> **Excerpted text**:

★ ★ ★ ★

# Delta 40-540 blade change problem.



## shedhead (2 Jun 2011)

I have just bought a second hand Delta 40-540 scroll saw. The saw works well just the air blower does not work, but that is not a problem. The owner had made a change to the bottom blade release, adding a nut and bolt to clamp the blade in place. This does away with the need for the special tool used to tighten the bottom blade clamp. This method works well but the problem I have is that I find it difficult to stop the blade from popping out when I cut. I have spent a lot of time on this but it will normaly take 4-5 attempts to get the blade holding tight enough so not to come out and buckle the blade in use. The top clamp has not been altered so this means that it is usualy the bottom that comes adrift, ...... very anoying

Can anyone suggest anything to help me with this.



Dermot.


----------



## scroller frank (4 Jun 2011)

Hi Dermot, 
You asked for sugestions , !!!!!!! ok , why not use the allenkey and "spike " tool ???
as it holds everything in line whilst the bolt is tightened , 
if the original has been replaced with a nut and bolt , does it have a self locking nut ? as it mabe vibrating loose , i would also sugest that the whole thing is twisting while your trying to tighten it up , as i think you will have to use two spanners ??????

★ ★ ★ ★

[Entries for labeling object positions]
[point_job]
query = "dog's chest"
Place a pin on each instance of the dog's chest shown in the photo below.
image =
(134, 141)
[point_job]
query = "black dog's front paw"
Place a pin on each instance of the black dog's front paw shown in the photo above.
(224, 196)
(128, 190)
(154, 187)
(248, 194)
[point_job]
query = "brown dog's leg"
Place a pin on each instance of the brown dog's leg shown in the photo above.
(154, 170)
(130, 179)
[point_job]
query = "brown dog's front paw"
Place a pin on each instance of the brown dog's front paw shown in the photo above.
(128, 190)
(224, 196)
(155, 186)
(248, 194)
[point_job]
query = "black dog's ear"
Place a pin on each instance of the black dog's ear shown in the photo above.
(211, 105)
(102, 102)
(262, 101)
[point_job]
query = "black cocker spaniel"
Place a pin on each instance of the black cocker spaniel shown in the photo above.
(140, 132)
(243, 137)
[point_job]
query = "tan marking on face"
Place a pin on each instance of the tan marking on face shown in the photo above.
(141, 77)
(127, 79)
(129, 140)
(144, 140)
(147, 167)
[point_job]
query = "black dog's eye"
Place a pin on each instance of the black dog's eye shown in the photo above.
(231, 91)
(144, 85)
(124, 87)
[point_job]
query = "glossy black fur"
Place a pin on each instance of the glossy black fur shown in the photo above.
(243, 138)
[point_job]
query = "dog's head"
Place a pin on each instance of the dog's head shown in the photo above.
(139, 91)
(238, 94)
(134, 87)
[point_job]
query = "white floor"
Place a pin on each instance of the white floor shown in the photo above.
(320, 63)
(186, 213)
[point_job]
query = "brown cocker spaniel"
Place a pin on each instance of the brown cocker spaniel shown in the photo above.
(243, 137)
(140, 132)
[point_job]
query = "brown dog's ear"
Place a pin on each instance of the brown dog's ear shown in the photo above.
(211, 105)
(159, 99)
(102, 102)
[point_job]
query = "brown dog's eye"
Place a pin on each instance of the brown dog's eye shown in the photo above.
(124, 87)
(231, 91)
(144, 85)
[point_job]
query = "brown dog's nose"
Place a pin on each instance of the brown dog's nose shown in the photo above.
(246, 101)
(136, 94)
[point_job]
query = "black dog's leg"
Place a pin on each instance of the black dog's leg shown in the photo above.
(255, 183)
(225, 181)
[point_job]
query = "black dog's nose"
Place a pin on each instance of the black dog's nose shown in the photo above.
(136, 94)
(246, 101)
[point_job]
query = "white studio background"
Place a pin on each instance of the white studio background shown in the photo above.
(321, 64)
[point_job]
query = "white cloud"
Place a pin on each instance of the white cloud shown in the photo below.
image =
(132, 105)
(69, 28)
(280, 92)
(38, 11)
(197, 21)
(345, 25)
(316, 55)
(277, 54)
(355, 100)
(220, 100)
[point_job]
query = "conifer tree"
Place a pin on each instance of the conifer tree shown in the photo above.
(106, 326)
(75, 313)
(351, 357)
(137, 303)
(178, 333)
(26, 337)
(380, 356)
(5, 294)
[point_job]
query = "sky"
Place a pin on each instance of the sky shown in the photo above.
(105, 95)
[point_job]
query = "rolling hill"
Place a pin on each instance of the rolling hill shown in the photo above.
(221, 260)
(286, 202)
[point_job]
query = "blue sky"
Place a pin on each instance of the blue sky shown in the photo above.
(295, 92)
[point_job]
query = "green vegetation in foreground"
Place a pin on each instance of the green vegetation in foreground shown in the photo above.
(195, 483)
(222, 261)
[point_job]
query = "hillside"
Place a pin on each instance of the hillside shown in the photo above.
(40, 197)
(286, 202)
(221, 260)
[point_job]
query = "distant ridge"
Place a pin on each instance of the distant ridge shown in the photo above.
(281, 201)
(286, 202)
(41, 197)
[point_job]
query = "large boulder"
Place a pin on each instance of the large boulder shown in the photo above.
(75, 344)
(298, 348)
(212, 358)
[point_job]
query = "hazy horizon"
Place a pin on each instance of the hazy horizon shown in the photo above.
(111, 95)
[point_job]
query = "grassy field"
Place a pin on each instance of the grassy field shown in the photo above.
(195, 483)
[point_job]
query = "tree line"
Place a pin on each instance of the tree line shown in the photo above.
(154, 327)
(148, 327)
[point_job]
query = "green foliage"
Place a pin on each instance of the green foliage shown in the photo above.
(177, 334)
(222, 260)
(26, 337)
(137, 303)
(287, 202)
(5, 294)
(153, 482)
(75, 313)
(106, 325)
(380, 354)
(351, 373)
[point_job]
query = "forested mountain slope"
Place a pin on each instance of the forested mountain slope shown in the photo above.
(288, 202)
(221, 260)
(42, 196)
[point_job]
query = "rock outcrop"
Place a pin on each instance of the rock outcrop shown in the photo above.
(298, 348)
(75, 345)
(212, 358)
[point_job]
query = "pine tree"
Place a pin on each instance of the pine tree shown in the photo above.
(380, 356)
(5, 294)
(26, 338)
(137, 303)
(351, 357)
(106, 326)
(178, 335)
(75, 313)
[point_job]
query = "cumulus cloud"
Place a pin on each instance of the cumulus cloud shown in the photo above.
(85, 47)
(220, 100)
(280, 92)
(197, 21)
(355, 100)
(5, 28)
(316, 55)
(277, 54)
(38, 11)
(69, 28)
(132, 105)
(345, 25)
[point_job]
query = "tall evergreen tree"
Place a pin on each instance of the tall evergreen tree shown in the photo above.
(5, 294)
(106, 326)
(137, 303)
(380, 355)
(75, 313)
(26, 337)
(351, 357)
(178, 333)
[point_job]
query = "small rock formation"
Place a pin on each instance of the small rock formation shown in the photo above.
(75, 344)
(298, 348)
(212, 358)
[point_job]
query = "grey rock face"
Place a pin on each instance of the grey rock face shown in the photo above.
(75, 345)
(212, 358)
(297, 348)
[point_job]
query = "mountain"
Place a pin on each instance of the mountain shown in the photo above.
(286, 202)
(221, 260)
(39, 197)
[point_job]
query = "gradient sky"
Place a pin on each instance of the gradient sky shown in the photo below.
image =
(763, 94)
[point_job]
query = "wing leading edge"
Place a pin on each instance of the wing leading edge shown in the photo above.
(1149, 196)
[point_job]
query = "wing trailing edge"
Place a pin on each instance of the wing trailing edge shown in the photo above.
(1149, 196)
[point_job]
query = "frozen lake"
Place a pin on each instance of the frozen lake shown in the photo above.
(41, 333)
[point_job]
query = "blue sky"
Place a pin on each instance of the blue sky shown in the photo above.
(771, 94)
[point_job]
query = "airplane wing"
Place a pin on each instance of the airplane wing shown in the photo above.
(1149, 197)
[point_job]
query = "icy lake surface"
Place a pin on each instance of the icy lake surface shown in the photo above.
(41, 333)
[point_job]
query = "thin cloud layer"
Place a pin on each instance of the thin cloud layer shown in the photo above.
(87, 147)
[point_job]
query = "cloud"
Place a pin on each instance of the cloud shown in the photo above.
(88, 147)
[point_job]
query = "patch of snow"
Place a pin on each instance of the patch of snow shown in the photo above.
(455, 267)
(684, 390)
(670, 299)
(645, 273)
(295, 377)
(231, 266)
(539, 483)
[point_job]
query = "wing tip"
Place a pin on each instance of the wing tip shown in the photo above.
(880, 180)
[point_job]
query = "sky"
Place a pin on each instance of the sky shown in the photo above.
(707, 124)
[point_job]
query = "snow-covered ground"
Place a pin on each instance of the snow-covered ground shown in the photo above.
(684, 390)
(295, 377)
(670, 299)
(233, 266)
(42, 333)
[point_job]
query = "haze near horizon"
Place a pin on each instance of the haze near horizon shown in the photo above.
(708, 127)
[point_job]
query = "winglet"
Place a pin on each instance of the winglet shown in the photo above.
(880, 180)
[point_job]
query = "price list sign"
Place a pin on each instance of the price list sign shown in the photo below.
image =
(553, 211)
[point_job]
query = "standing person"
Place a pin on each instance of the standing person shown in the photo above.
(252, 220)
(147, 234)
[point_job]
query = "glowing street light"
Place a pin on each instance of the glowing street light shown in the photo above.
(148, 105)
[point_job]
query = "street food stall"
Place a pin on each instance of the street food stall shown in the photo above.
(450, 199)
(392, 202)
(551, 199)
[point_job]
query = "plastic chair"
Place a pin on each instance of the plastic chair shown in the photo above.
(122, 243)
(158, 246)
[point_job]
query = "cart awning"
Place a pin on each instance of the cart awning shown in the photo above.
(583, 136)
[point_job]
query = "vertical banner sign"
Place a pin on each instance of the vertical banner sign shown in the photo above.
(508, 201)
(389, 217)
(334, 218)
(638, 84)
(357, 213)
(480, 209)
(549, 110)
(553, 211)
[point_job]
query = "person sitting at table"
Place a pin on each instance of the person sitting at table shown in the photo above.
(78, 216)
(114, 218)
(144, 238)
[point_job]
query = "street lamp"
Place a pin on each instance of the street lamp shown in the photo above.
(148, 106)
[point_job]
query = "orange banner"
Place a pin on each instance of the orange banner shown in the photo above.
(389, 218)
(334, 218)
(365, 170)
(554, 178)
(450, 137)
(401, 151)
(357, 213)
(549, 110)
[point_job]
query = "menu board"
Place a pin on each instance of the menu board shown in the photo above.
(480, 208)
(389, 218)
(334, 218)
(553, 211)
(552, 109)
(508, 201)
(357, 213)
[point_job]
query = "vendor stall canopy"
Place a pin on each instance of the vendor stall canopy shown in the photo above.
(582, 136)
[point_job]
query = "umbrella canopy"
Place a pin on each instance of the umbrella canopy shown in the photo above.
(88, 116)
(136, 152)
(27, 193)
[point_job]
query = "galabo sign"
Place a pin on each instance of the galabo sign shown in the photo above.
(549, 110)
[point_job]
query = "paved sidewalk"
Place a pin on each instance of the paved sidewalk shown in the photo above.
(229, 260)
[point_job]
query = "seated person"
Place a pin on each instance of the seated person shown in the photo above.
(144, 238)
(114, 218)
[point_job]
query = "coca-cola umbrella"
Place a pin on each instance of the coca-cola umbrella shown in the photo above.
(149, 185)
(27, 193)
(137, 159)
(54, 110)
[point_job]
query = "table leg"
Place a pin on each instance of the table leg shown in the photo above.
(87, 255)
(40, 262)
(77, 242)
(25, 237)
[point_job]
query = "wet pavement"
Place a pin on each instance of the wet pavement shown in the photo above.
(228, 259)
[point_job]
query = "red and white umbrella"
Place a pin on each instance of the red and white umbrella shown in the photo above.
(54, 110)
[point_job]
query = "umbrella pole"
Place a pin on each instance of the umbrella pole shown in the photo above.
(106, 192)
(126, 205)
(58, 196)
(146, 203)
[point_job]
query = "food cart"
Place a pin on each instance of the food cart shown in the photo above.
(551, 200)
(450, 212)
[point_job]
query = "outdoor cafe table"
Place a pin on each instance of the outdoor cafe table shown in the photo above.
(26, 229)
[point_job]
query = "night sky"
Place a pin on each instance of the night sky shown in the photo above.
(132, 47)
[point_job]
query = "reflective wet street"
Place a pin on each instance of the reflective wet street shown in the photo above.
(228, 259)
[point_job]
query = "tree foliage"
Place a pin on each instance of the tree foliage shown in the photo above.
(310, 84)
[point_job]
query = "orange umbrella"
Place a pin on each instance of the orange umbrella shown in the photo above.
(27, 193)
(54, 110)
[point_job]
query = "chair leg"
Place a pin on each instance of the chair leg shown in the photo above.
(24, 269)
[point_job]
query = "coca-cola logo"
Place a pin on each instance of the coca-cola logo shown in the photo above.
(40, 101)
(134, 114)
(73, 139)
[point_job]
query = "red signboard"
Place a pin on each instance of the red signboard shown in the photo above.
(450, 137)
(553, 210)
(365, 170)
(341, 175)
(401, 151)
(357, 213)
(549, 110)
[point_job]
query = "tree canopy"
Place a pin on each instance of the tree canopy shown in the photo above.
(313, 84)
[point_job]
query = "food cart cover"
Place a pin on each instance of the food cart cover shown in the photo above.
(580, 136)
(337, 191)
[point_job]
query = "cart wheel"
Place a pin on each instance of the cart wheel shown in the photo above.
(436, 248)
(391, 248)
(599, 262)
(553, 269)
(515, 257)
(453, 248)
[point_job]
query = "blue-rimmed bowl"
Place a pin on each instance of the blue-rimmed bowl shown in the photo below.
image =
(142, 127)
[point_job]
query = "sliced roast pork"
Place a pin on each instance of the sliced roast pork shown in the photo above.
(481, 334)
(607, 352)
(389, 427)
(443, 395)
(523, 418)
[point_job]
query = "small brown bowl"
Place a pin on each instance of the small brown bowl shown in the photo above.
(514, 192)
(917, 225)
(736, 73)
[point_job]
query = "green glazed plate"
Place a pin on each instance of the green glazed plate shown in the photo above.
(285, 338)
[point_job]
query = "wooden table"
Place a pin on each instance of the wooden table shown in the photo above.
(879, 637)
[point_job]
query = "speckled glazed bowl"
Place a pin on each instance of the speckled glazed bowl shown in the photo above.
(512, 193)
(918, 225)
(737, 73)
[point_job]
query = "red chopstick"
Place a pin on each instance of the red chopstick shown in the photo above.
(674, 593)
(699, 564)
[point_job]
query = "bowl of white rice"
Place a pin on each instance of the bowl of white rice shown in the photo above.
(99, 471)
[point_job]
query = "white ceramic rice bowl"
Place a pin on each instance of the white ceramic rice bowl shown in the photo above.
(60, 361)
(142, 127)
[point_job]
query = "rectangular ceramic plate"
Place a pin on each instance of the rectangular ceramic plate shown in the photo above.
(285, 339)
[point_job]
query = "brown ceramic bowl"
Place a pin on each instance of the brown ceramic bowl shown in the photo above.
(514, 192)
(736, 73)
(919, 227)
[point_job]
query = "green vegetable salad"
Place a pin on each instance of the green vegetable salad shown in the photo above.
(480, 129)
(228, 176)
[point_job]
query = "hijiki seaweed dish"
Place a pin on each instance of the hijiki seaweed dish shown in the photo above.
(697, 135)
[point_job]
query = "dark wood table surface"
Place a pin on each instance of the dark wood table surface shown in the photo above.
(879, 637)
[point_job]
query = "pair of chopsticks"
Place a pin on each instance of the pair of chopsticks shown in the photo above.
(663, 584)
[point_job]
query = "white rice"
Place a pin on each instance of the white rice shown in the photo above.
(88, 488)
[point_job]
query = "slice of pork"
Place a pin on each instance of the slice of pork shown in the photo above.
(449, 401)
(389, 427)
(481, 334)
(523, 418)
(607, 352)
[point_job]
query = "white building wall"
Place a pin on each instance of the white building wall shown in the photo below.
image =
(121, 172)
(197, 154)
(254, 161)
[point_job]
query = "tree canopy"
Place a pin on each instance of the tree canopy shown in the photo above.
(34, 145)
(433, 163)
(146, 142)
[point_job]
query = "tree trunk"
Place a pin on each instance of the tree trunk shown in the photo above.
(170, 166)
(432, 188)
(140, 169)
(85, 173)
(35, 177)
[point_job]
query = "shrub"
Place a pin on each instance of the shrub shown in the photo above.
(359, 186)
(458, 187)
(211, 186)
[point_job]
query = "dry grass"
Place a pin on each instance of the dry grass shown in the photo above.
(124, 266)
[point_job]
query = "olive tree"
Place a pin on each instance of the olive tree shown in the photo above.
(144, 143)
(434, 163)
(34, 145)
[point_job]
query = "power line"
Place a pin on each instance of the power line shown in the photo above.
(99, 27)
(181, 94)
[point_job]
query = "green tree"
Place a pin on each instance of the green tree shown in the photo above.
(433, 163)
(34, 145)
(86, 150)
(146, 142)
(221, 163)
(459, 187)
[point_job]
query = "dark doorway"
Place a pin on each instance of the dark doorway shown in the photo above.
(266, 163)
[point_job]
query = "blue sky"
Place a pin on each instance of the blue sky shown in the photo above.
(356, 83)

★ ★ ★ ★

> **What this exercise asks**:
1 – Name every hand tool mentioned by name in the scroll saw thread.
2 – Carry on with the scroll saw thread after its last post.
The listing has nothing to do with what you're asked here.

> **Results for the exercise**:
1 –
- Allen key
- "Spike" tool
- Spanners

2 –
You could try making a new piece for the bottom clamp,but drilling and tapping the hole so that you only need one spanner , and then use the other hand to hold it all in line while you tighten it , 
just a few thoughts----------------------Frank---------------

PS hope the ball idear worked , and that the poor old dog hasn't been upset too much :lol: !!!!!!!!!!!!!!!!!


----------



## shedhead (4 Jun 2011)

Thanks Frank for your help again. The saw did not come with the special tool and no there is only 1 nut. You might be right about it shaking loose. Is there any quick blade release kit that will fit the Delta 40-540 that has a top & bottom release? Should the blade get clamped at the front, middle or back of the clamp. Sorry for asking you all these silly questions. And yes the dog ball has worked. I am looking for a square ball if that makes sence, it will fit better.

Dermot.


----------



## scroller frank (4 Jun 2011)

Morning dermot,
Silly questions ?? there are no silly questions , sometimes there are silly answers :lol: 
Ah! no special tool a  it makes life a lot easier !!!!!!!!!!!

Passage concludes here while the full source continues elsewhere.